It is believed that he was born as Thomas Smith in New York, but that is uncertain.
Ex-Confederates who had served with him in Galveston knew him only by his nickname
of Nicaragua. Smith drifted south during the middle 1850s, and being more or less
a soldier of fortune, he joined a band of filibusterers in 1856, headed by William
Walker, and bound for Nicaragua; hence Smith's nickname. Some time in 1860, he
jumped ship in Galveston.
Soon after the outbreak of war in Apr. 1861,
a series of burglaries occurred along the Galveston waterfront. Capt. N. B. Yard,
a Galveston merchant and captain of a militia company, arrested Smith and some
other drifters, marched them to the Central Wharf, put them aboard a steamboat
bound for Houston, and told them never
to return to Galveston.
Some time afterward, Smith, perhaps being hungry
and penniless, joined a Confederate artillery battery and he was soon stationed
in Galveston as part of a gun crew assigned to a cannon battery on Pelican Spit.
However, garrison life there did not suit him too much either - perhaps there
was too much discipline, too many mosquitoes, and not enough whiskey to whet his
appetite; One night Smith stole a boat, rowed out to the Union blockader "Santee,"
and surrendered. He was soon sent as a prisoner of war to New Orleans.
On
Oct. 4, 1862, the Union Navy sailed into Galveston Bay and captured the seaport
island. In Dec. 1862, Gen. Magruder arrived in Houston as the new head of the
Texas District, and immediately his intent was to recapture Galveston.
At daylight of Jan. 1, 1863, a combined force of Confederate army and navy launched
an assault, which recaptured the island, along with 300 troops of the 42nd Massachusetts
Regiment.
In the meantime, Smith convinced Union authorities that he
was born in the North and still loyal to the land of Lincoln. Gen. Ben Butler
allowed Smith to enlist in Col. E. J. Davis' (later Texas' scalawag governor)
1st Texas Regiment of Union Volunteers.
At daylight of Jan. 3, 1863,
the Federal transport "Cambria" dropped anchor off Galveston's East Pass, having
aboard all of Col. Davis' regiment and a cargo of heavy guns, 2 locomotives, and
several flat cars. The captain, believing the seaport to still be in Union hands,
raised a "blue peter" flag, which was the international marine signal to take
aboard a pilot. When no bar pilot arrived, the captain lowered a whale boat and
sent ashore Smith and five seamen to bring a pilot back to the ship. Instead Smith
was immediately recognized as a deserter, and put in irons. Actually the pilot
boat Lecompt carried a pilot out to the "Cambria" with hope of luring the troopship
into port, but the pilot was recognized as a Confederate ship captain.

→ **Record list**:

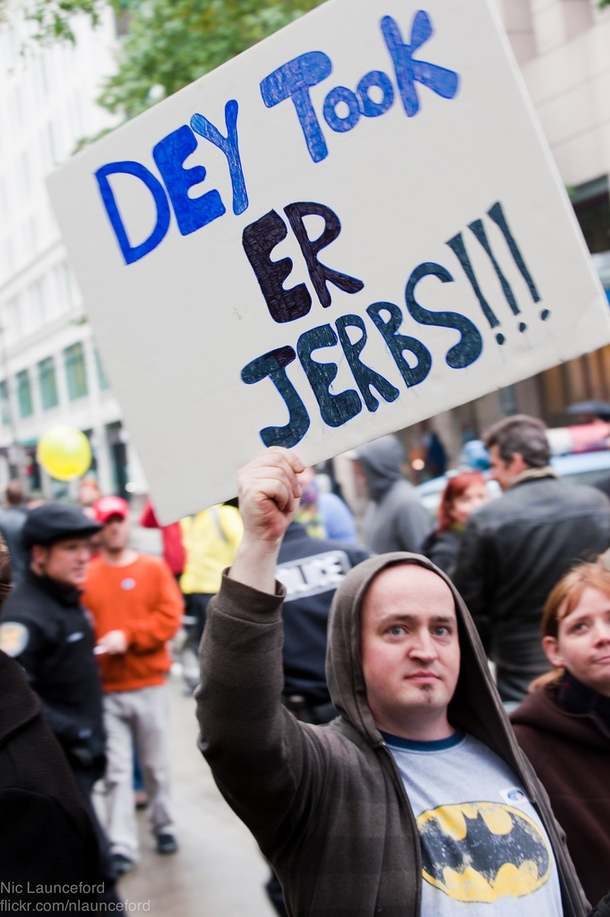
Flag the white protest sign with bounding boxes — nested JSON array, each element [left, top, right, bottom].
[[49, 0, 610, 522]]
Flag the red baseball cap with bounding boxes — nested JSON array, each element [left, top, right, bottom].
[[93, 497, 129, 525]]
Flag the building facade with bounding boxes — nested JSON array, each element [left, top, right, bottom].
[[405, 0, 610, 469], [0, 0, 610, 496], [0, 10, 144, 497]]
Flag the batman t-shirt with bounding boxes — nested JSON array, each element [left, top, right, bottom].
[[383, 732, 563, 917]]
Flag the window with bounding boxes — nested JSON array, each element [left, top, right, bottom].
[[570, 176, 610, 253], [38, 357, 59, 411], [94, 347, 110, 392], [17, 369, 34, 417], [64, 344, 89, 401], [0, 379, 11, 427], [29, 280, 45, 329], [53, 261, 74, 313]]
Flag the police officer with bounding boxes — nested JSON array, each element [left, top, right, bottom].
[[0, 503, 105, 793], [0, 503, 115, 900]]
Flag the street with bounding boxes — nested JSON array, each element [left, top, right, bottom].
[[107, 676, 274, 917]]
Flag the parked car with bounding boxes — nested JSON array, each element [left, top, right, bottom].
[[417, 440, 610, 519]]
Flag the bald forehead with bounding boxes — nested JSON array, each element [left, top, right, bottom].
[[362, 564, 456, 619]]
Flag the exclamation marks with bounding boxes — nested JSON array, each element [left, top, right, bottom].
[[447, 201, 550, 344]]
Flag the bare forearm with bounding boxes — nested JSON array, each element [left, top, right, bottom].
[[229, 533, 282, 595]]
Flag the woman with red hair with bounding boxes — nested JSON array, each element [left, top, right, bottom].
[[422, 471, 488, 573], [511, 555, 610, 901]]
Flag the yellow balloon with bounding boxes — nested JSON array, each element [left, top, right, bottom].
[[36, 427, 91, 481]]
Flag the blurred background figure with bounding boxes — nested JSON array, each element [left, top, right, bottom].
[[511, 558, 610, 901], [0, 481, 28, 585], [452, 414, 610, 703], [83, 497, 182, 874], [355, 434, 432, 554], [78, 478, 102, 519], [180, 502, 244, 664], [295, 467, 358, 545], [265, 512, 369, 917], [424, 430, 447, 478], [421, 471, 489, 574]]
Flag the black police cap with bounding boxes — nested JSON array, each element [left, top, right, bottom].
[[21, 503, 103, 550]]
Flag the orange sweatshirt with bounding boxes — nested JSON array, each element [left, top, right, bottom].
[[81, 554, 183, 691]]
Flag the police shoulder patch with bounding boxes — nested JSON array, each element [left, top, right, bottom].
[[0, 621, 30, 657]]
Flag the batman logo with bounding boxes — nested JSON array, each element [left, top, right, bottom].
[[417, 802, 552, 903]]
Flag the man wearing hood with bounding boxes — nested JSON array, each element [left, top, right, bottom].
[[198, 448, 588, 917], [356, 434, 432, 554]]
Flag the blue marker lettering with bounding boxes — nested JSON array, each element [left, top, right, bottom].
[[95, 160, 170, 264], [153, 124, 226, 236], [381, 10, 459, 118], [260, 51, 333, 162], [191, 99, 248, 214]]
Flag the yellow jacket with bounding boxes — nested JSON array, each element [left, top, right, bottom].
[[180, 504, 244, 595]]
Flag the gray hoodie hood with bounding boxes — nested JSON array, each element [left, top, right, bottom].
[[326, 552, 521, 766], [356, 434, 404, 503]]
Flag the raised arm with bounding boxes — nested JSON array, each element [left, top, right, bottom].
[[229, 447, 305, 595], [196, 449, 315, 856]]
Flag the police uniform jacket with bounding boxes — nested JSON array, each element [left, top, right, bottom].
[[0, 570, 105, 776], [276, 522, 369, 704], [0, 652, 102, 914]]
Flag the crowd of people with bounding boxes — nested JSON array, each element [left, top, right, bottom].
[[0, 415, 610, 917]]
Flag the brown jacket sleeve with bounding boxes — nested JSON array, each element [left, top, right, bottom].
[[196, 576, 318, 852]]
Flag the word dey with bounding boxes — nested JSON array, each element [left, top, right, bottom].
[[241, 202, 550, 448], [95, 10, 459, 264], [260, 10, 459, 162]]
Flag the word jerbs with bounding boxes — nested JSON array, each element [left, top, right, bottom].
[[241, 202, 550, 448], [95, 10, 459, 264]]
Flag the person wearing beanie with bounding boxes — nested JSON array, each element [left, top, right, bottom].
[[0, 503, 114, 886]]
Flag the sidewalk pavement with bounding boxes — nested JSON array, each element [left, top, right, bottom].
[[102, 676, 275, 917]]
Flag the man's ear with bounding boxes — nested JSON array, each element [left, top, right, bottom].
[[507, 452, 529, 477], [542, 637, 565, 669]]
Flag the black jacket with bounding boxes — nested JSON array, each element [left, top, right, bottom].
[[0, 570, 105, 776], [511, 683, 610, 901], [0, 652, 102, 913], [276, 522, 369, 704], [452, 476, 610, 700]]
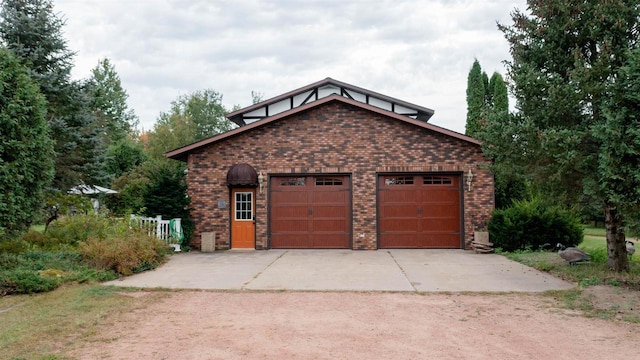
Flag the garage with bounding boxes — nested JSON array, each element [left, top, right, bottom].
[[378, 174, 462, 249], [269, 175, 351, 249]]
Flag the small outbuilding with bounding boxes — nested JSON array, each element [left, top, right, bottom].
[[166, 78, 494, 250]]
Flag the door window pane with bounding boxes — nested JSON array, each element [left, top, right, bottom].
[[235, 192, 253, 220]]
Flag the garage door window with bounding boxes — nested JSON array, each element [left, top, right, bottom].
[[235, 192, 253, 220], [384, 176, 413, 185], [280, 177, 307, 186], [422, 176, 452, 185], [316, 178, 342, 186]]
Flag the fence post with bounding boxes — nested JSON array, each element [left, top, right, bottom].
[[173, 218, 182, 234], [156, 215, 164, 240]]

--

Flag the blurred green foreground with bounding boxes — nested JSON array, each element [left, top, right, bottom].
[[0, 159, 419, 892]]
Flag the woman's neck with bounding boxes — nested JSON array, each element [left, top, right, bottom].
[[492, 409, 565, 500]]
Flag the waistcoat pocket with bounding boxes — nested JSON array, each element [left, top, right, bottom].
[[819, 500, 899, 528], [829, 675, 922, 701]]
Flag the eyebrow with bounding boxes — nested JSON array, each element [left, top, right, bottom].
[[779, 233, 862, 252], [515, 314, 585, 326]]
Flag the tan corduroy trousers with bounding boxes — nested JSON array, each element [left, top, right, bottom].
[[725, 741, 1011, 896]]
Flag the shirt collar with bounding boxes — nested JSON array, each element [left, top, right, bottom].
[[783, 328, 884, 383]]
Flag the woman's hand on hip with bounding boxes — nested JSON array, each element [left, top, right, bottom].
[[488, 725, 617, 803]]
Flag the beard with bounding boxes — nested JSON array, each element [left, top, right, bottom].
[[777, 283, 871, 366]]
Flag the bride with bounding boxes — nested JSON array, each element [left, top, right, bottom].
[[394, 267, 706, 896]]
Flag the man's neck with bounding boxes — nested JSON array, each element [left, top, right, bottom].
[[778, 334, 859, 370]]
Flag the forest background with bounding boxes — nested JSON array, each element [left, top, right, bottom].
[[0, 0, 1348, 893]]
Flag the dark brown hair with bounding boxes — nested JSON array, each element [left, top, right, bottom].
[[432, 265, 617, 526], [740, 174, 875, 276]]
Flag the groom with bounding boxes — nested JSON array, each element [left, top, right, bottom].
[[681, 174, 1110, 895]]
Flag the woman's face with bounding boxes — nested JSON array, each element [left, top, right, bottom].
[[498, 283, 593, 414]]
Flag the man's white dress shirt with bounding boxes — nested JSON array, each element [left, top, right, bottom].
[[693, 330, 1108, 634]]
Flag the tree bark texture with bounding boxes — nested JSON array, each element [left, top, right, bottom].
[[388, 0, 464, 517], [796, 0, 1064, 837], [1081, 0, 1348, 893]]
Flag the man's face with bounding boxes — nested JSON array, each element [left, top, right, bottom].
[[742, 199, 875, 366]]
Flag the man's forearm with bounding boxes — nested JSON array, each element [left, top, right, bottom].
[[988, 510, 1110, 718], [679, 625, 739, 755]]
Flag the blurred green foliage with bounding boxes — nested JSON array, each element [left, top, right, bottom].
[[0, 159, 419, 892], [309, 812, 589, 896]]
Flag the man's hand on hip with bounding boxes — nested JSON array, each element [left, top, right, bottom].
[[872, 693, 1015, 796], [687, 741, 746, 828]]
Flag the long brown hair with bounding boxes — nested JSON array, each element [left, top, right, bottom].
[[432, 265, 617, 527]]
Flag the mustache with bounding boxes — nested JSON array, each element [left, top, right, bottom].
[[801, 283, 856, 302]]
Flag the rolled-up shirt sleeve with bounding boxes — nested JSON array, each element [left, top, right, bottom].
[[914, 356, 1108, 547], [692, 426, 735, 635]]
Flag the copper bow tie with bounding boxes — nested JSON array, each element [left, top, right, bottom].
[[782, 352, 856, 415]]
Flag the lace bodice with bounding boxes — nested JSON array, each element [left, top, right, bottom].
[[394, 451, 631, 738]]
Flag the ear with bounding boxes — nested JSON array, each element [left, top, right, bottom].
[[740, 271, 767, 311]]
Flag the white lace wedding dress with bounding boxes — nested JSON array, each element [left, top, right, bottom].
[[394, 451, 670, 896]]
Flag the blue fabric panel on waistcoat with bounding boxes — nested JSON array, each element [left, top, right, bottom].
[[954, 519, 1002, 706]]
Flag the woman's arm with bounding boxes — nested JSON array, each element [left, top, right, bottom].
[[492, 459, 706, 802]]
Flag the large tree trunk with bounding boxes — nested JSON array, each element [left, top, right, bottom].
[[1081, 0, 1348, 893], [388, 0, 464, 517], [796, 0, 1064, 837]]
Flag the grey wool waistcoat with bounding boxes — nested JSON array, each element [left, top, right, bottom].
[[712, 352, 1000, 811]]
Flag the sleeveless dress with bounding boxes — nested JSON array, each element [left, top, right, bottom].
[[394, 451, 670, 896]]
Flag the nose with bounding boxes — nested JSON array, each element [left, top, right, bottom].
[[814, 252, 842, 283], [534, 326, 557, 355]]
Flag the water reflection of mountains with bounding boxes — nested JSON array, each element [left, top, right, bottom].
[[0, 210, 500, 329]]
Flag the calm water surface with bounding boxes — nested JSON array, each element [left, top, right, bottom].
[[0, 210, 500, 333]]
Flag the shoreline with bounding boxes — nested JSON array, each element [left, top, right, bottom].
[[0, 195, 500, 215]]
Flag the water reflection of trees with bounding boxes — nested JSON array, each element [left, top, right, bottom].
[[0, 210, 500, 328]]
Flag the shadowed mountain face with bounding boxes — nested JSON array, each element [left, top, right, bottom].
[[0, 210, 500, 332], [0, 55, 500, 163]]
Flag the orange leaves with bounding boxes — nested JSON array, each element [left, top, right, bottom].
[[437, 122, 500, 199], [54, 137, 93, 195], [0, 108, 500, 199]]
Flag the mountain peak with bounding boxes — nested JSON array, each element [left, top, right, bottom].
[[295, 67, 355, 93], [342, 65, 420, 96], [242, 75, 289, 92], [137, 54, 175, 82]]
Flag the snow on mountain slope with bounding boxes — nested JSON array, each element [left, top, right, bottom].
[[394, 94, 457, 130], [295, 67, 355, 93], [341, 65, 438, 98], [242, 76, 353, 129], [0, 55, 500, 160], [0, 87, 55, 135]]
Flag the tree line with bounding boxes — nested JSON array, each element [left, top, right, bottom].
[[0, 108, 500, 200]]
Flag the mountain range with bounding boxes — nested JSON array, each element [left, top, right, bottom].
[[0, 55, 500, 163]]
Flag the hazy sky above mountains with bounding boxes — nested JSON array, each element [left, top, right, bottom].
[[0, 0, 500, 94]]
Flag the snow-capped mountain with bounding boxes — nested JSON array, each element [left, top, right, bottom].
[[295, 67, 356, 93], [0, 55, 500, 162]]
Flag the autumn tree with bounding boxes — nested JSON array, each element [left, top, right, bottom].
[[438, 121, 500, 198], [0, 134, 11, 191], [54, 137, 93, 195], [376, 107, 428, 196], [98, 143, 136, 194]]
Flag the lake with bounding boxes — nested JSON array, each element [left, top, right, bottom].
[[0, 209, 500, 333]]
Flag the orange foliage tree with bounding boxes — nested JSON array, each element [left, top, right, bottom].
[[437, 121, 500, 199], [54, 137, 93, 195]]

---

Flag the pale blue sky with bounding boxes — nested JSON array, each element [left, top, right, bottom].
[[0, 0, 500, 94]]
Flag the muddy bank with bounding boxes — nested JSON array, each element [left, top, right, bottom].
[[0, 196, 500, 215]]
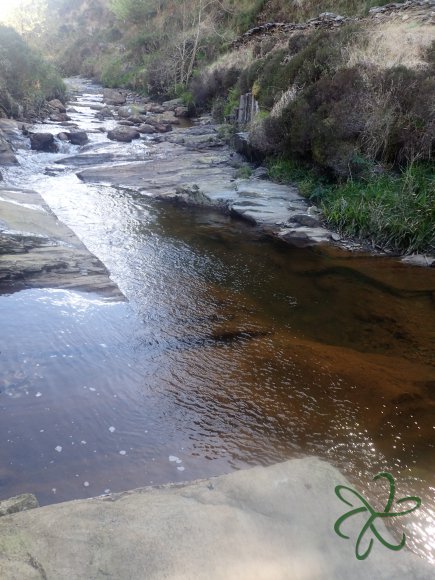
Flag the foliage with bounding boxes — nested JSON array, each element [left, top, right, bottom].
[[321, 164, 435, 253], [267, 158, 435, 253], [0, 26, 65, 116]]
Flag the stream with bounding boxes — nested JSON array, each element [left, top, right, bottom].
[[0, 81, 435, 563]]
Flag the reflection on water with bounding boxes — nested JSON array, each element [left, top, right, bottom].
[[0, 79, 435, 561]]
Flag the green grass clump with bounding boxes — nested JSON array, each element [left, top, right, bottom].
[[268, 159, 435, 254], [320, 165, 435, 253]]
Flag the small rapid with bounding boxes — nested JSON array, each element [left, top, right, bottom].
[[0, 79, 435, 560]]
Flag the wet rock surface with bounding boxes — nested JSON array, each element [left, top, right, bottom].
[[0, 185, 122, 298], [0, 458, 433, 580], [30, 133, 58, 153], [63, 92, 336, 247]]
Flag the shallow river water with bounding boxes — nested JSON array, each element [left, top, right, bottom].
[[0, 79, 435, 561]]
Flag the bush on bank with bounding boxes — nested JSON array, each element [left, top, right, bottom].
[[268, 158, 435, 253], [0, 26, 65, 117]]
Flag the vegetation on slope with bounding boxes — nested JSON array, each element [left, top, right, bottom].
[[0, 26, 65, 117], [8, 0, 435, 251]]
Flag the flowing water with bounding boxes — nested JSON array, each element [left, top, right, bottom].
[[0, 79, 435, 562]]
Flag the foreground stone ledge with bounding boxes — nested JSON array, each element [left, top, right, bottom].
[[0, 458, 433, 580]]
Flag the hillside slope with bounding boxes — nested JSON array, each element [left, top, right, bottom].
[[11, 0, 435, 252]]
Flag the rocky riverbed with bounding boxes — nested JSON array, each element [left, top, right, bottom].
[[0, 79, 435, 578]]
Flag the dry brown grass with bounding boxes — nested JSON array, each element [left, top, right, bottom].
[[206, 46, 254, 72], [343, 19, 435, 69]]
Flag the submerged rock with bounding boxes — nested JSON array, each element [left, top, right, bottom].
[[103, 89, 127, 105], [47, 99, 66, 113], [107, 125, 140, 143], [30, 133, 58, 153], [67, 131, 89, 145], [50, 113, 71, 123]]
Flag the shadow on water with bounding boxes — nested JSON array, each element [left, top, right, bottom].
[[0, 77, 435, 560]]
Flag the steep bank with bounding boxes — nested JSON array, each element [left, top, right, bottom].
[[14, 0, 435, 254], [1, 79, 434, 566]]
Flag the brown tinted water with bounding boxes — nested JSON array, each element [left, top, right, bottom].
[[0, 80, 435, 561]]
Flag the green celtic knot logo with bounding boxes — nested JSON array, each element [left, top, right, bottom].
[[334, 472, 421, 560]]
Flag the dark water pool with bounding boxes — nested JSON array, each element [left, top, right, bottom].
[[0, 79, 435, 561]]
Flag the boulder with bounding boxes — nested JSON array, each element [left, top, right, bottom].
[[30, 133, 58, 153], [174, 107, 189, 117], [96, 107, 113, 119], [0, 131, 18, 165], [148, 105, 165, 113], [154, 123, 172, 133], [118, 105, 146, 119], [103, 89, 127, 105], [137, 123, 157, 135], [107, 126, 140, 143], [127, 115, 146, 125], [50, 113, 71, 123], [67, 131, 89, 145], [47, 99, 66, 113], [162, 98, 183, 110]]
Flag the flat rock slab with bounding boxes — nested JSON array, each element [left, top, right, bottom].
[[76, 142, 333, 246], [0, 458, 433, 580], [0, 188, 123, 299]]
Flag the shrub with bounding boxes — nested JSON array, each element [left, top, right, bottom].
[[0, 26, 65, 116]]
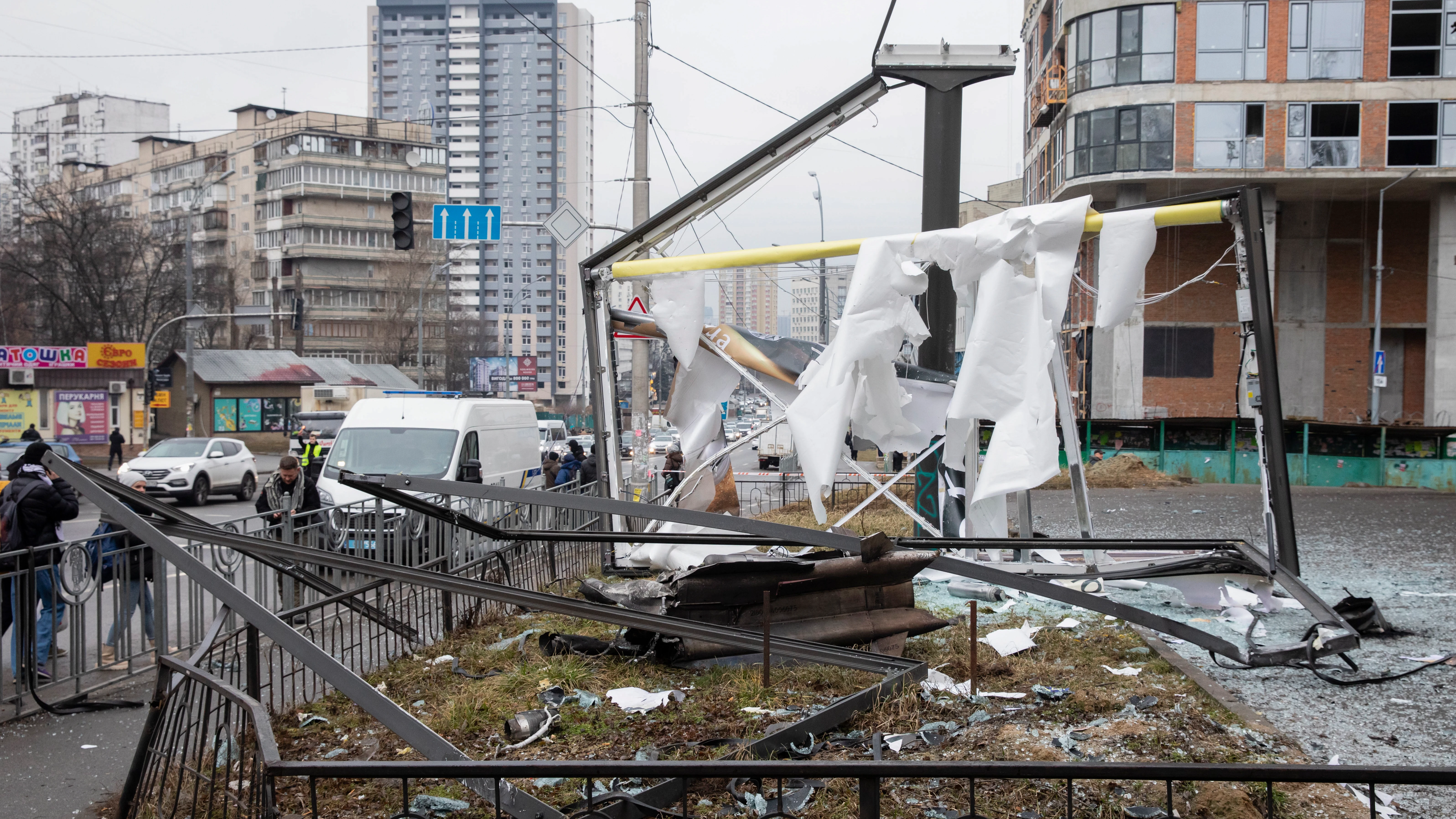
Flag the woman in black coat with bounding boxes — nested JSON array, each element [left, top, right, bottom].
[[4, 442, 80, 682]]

→ **Task instructions**: Can you return the part of the passage on Nicaragua Smith between "In the meantime, Smith" and "of Union Volunteers.", inclusive, word for word? These rows were taken from a different source than the passage.

→ **Right answer**:
In the meantime, Smith convinced Union authorities that he
was born in the North and still loyal to the land of Lincoln. Gen. Ben Butler
allowed Smith to enlist in Col. E. J. Davis' (later Texas' scalawag governor)
1st Texas Regiment of Union Volunteers.